Sporting man culture was an urban bachelor subculture in the mid-19th-century United States, focused on gambling, hedonism, and blood sports. "Sporting" continued to be used in the later 19th century and early 20th century to refer to the world of "vice", particularly prostitution.

Prior to the American Civil War, unmarried young men were drawn to growing cities in the Northeastern United States. Rootless and unsupervised, they created a "sporting" male subculture in the 1830s to 1850s. In New York City, they gambled on cockfights and prizefights, patronized prostitutes and socially proscribed venues including theaters and concert saloons, and at night roamed the streets and monopolized late-night eating places, particularly oyster cellars. In Philadelphia, there was a high level of violence and young men were condemned for their dissolute, tavern-based lives in apparent rejection of family ties. Novels depicted the "sports" as dangerous to public morality; for example George Thompson's Venus in Boston (1849) describes "well dressed libertines" "gaz[ing] with eyes of lustful desire" at working-class women in the night-time streets in Boston.

→ Task statement
Continue the passage on sporting man culture from its last sentence. The lines are not needed for anything here.

→ Records supplied
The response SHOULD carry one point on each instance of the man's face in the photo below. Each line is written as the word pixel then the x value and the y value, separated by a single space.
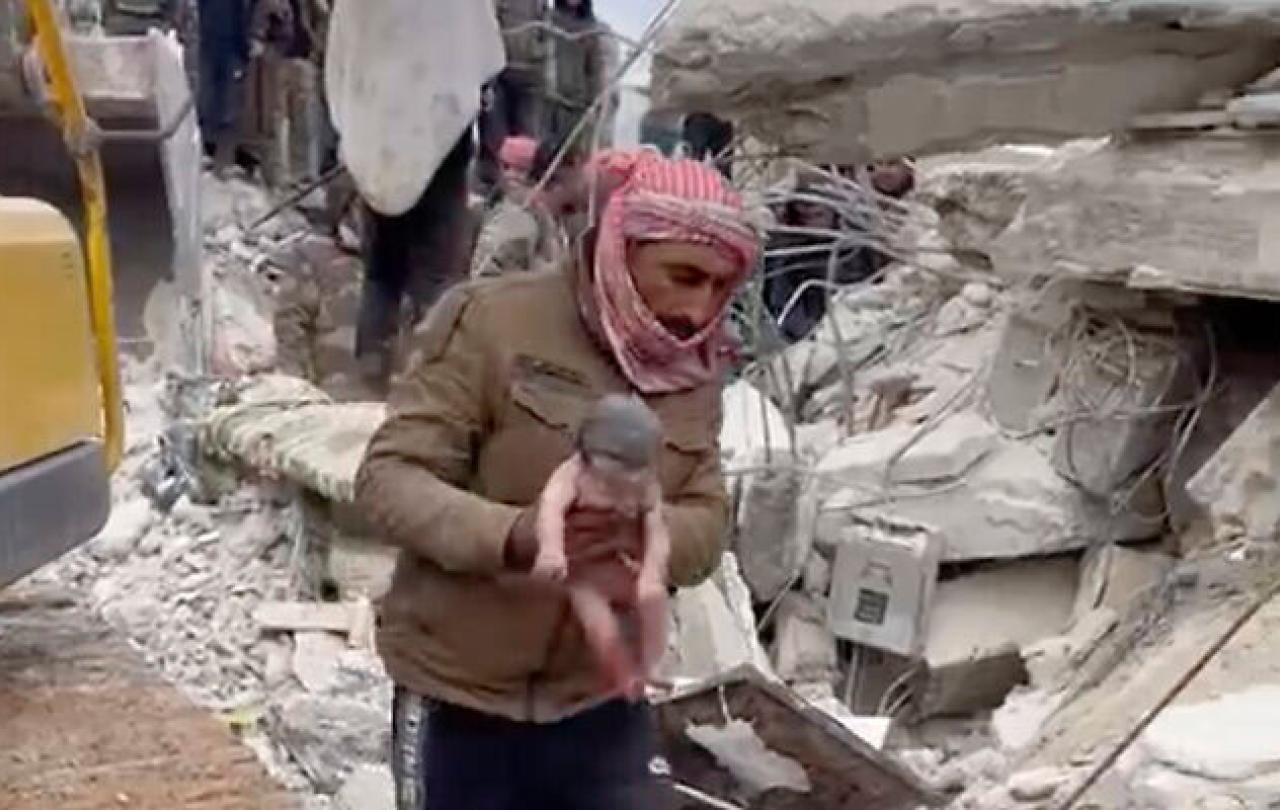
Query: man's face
pixel 814 215
pixel 513 179
pixel 565 191
pixel 685 285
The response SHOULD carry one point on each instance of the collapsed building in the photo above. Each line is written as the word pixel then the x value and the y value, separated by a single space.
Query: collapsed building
pixel 988 512
pixel 1031 460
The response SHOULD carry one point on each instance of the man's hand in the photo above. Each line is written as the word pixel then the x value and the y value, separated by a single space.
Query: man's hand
pixel 590 536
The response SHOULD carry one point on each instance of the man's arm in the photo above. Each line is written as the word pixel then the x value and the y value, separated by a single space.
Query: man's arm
pixel 410 484
pixel 696 521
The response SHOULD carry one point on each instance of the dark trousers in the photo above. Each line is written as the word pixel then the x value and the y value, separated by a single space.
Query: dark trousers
pixel 415 256
pixel 448 758
pixel 515 110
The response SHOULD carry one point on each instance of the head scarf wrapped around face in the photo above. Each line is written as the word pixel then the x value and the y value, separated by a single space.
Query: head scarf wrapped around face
pixel 650 198
pixel 517 152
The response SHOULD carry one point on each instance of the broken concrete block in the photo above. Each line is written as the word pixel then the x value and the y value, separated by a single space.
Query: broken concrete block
pixel 1119 412
pixel 753 430
pixel 1027 364
pixel 300 435
pixel 127 525
pixel 1237 486
pixel 882 585
pixel 959 315
pixel 836 763
pixel 330 736
pixel 304 616
pixel 871 730
pixel 909 454
pixel 1010 504
pixel 804 648
pixel 1191 214
pixel 713 628
pixel 817 575
pixel 1191 738
pixel 1255 110
pixel 1036 785
pixel 757 769
pixel 768 540
pixel 978 625
pixel 1114 576
pixel 842 82
pixel 316 660
pixel 371 787
pixel 1050 662
pixel 361 567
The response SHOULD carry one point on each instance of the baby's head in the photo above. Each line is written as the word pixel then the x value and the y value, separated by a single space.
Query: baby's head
pixel 620 434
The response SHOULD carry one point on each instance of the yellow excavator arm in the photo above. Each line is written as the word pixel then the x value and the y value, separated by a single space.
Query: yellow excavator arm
pixel 81 137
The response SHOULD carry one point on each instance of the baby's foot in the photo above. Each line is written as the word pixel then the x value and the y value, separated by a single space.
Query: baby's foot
pixel 551 567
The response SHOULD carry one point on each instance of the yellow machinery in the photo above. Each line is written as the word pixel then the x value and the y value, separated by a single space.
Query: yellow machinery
pixel 60 406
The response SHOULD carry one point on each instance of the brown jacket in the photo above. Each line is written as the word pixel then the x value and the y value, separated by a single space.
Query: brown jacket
pixel 522 37
pixel 315 317
pixel 502 374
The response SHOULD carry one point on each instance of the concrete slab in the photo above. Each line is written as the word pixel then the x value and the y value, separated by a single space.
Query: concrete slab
pixel 841 769
pixel 844 81
pixel 1237 488
pixel 1170 214
pixel 1010 504
pixel 981 622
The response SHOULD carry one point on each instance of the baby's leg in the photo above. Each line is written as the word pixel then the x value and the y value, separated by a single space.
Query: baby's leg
pixel 604 639
pixel 652 590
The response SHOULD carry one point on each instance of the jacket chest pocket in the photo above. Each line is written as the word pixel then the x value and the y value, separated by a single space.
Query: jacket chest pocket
pixel 538 434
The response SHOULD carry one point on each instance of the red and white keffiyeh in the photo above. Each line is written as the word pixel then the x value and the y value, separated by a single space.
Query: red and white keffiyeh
pixel 652 198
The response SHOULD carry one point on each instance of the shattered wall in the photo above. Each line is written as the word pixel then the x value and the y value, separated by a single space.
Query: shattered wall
pixel 844 81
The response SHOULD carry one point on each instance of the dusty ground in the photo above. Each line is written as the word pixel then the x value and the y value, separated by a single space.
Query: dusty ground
pixel 86 728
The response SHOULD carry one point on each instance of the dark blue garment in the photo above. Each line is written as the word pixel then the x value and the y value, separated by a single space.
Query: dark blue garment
pixel 223 56
pixel 795 285
pixel 448 758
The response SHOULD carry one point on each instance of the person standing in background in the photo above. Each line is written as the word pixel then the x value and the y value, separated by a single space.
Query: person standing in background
pixel 405 100
pixel 513 100
pixel 575 65
pixel 223 58
pixel 283 37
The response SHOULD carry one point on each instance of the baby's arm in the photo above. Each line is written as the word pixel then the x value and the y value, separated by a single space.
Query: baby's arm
pixel 557 498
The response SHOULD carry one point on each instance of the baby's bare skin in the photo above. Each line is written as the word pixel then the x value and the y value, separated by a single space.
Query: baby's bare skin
pixel 621 480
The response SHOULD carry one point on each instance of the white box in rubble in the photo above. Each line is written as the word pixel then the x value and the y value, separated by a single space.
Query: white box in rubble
pixel 882 585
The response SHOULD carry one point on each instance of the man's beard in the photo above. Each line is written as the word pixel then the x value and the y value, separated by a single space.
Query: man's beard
pixel 680 328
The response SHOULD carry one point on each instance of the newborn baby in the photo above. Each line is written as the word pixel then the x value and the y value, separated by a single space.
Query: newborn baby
pixel 615 467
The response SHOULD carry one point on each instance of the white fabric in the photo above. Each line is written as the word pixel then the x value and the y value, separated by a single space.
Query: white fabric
pixel 403 79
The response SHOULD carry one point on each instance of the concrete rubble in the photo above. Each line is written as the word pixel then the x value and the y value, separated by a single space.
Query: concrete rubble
pixel 984 516
pixel 842 82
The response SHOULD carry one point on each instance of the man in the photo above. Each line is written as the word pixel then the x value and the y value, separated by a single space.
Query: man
pixel 512 236
pixel 223 27
pixel 513 100
pixel 283 37
pixel 403 97
pixel 709 138
pixel 315 316
pixel 533 232
pixel 498 704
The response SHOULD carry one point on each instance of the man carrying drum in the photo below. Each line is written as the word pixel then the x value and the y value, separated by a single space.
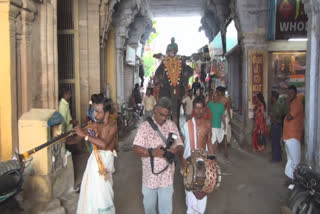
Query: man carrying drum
pixel 197 134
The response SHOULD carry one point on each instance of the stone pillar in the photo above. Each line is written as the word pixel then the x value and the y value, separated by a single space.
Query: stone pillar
pixel 26 60
pixel 49 54
pixel 94 46
pixel 312 101
pixel 83 56
pixel 120 66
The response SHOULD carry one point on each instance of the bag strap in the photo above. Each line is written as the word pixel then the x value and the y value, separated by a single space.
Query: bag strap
pixel 156 128
pixel 191 133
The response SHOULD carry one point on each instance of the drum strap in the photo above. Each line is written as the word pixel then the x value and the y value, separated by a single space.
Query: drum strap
pixel 156 128
pixel 191 133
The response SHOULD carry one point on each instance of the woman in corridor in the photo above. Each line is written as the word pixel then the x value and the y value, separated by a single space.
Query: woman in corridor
pixel 259 122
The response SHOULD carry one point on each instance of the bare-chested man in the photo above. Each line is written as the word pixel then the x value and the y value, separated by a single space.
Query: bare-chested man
pixel 96 195
pixel 202 141
pixel 227 106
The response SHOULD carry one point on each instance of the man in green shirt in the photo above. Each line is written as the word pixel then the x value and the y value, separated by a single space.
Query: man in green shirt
pixel 277 113
pixel 218 116
pixel 64 110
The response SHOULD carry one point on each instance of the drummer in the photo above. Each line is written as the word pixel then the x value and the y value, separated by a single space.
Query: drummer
pixel 197 201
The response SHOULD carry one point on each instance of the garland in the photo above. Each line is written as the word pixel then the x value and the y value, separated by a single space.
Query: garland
pixel 173 69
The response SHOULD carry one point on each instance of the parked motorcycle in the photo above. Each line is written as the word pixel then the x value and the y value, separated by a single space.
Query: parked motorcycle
pixel 127 119
pixel 305 197
pixel 11 178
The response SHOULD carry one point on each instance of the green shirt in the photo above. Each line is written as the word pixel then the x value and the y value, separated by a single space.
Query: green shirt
pixel 217 110
pixel 64 110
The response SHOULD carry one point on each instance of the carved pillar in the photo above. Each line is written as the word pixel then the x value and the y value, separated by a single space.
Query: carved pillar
pixel 26 60
pixel 94 46
pixel 13 123
pixel 120 66
pixel 312 101
pixel 49 54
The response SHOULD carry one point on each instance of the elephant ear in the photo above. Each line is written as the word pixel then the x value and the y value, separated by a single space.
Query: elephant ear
pixel 159 74
pixel 187 73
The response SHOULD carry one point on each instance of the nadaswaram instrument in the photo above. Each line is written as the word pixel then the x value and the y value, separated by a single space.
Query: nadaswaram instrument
pixel 54 140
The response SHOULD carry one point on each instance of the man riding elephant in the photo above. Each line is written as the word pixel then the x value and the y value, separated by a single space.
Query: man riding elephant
pixel 171 78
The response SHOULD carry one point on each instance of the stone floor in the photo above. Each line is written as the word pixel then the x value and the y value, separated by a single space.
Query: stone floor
pixel 251 185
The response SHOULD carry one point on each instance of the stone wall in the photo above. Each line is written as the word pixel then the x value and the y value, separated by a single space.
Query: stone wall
pixel 312 101
pixel 132 23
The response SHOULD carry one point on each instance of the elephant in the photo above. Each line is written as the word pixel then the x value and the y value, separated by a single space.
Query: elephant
pixel 174 88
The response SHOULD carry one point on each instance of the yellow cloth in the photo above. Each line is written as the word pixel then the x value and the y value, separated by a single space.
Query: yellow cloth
pixel 188 104
pixel 64 110
pixel 149 102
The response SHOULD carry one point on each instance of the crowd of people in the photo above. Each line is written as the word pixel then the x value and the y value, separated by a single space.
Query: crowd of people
pixel 287 125
pixel 205 124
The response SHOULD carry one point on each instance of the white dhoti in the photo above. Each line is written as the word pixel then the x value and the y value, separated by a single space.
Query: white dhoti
pixel 96 194
pixel 227 130
pixel 293 150
pixel 194 206
pixel 217 135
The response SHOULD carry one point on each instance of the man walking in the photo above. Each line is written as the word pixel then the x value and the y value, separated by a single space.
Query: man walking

→ Expected answer
Published sporting guides and the New York "flash press" provided newcomers with inside knowledge about the subculture; publications by reformers such as the 1831 Magdalen Report in New York inadvertently also supplied information, particularly on locating prostitutes, and condemnatory coverage of "sodomites" in sporting men's publications inadvertently assisted gay men in finding each other.

Particularly in the antebellum South, "sports" were specifically distinguished as white men. Courts used the term "criminal seduction" for sexual assaults and rapes by whites, regardless of violence, reserving charges of violent rape for Black men.

Gambling, racing, and boxing continued to be grouped together under "sporting" in the later 19th century, continuing into the early twentieth century particularly as a euphemism for consorting with prostitutes.